[Shape labeling records]
—————

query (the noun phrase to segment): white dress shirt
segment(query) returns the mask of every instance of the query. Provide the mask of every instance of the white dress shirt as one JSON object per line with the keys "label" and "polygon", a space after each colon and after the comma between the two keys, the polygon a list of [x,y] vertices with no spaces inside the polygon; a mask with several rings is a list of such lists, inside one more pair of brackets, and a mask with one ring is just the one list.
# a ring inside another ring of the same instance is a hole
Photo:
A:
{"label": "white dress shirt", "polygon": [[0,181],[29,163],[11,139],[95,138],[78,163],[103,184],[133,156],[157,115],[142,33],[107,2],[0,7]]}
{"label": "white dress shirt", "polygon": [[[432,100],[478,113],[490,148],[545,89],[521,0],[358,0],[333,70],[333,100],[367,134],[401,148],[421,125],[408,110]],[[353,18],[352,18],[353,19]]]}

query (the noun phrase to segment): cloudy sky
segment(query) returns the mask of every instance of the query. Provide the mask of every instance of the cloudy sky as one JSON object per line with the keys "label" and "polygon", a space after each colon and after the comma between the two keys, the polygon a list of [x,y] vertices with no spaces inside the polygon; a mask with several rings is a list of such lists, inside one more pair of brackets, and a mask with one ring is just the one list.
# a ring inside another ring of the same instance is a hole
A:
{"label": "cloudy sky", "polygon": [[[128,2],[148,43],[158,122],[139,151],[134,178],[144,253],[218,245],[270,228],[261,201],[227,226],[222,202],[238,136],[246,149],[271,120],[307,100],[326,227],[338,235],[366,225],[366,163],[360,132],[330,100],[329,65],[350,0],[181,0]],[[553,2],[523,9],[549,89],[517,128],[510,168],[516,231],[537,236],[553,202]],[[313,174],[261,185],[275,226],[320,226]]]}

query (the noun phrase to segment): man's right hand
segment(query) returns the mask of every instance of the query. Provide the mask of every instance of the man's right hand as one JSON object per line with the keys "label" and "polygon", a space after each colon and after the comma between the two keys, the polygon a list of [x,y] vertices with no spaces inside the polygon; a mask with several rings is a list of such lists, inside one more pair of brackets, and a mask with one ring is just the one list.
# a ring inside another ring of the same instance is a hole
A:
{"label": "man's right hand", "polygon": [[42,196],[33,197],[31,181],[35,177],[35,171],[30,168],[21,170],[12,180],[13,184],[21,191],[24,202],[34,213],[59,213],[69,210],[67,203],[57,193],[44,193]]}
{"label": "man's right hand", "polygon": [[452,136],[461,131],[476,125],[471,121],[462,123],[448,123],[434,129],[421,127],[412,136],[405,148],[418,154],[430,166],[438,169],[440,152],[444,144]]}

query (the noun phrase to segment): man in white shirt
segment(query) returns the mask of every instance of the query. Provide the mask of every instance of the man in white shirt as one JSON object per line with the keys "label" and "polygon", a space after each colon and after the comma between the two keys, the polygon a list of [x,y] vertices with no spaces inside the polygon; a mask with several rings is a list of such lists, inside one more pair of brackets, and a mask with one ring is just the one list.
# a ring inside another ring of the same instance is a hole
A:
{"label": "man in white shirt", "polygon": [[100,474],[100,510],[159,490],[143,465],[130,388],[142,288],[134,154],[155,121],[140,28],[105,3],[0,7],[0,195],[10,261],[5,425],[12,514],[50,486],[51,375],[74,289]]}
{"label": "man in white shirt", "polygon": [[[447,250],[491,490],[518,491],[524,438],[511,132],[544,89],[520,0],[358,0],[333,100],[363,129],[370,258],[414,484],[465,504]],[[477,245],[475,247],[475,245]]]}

—————

* **PROBLEM STATEMENT**:
Emit the records above again, exactly, with no line skipped.

* **COMPLETED TASK**:
query (the noun phrase to segment): white dress shirt
segment(query) returns the mask of every instance of the query. Provide the mask of every instance of the white dress shirt as one JSON object per line with the keys "label" and "polygon", a space after each colon and after the comma between the two keys, the polygon a list of [x,y] vertices with no spaces inside the polygon; a mask with several rings is a list of such lists, inside one more pair of brackets, and a mask with one ring is just the one list.
# a ring inside another ring of the same instance is a hole
Photo:
A:
{"label": "white dress shirt", "polygon": [[0,181],[29,163],[11,139],[95,138],[78,163],[103,184],[133,156],[157,115],[142,33],[107,2],[0,7]]}
{"label": "white dress shirt", "polygon": [[[432,100],[478,113],[490,148],[545,89],[521,0],[358,0],[333,70],[333,100],[367,134],[401,148],[421,125],[408,110]],[[353,18],[352,18],[353,19]]]}

query (the noun phrase to segment): cloudy sky
segment(query) returns the mask of every instance of the query. Provide the mask of every instance of the cloudy sky as one JSON object per line with the keys "label" and "polygon", a space after each colon and after the comma between the two keys, the polygon a list of [x,y] vertices with no spaces inside the polygon; a mask with several rings is a list of such lists, inside one more pair of brackets, and a mask with one ring is just the one list.
# a ring inside another ring of the same instance is a hole
A:
{"label": "cloudy sky", "polygon": [[[128,2],[148,43],[158,122],[139,151],[134,178],[144,253],[218,245],[270,228],[261,201],[227,226],[222,202],[238,136],[246,149],[271,120],[307,100],[326,227],[338,235],[366,225],[366,163],[360,132],[330,100],[329,65],[350,0],[181,0]],[[553,2],[523,9],[549,89],[517,128],[510,168],[516,231],[537,236],[553,202]],[[313,174],[261,185],[275,226],[320,226]]]}

query (the noun phrase to segment): man's right hand
segment(query) returns the mask of every instance of the query. Provide the mask of every instance of the man's right hand as one JSON object per line with the keys "label" and "polygon", a space after each colon and after the comma between the two keys, the polygon a list of [x,y] vertices with no spaces inside the polygon; a mask with several rings is a list of such lists, inside one more pair of brackets, and a mask with one ring is just the one list.
# a ring inside another ring of the same instance is a hole
A:
{"label": "man's right hand", "polygon": [[42,196],[33,197],[31,181],[35,177],[35,171],[30,168],[21,170],[12,180],[13,184],[21,191],[24,202],[34,213],[59,213],[69,210],[67,203],[57,193],[44,193]]}
{"label": "man's right hand", "polygon": [[452,136],[461,131],[476,125],[471,121],[462,123],[448,123],[434,129],[421,127],[412,136],[405,148],[418,154],[430,166],[438,169],[440,152],[444,144]]}

query (the noun phrase to segment): man in white shirt
segment(query) returns the mask of every instance of the query. Provide the mask of every instance of the man in white shirt as one JSON object per line with the keys "label" and "polygon", a space after each colon and after the comma between the two keys, the polygon a list of [x,y] vertices with no spaces inside the polygon; a mask with several rings is a list of such lists, inside one more pair of brackets, and a mask with one ring is just the one list.
# a ring inside another ring of the same instance is a hole
A:
{"label": "man in white shirt", "polygon": [[100,474],[100,510],[159,490],[143,465],[130,388],[142,288],[134,154],[155,121],[140,28],[105,3],[0,7],[0,195],[10,261],[5,425],[12,514],[50,486],[51,375],[74,289]]}
{"label": "man in white shirt", "polygon": [[[447,250],[491,490],[518,491],[524,438],[511,132],[544,89],[520,0],[358,0],[333,100],[363,129],[370,258],[414,484],[465,504]],[[477,245],[475,247],[475,245]]]}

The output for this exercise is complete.